#### [Directions for this task]
Convert the material below into a numbered list with one entry per line, and omit any blank lines.

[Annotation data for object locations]
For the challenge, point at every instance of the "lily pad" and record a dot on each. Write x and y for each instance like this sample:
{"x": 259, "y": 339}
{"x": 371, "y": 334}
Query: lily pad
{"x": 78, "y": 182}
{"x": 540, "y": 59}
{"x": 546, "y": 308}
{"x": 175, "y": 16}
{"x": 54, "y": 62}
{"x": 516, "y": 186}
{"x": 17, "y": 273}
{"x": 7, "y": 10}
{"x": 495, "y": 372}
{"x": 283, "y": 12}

#### [Task result]
1. For the challenge, point at every instance of the "lily pad" and record a dot on each. Write x and y for each instance like this sample:
2. {"x": 259, "y": 339}
3. {"x": 371, "y": 334}
4. Query: lily pad
5. {"x": 78, "y": 182}
6. {"x": 540, "y": 59}
7. {"x": 546, "y": 308}
8. {"x": 175, "y": 16}
9. {"x": 54, "y": 62}
10. {"x": 516, "y": 186}
11. {"x": 17, "y": 273}
12. {"x": 7, "y": 10}
13. {"x": 495, "y": 372}
14. {"x": 283, "y": 12}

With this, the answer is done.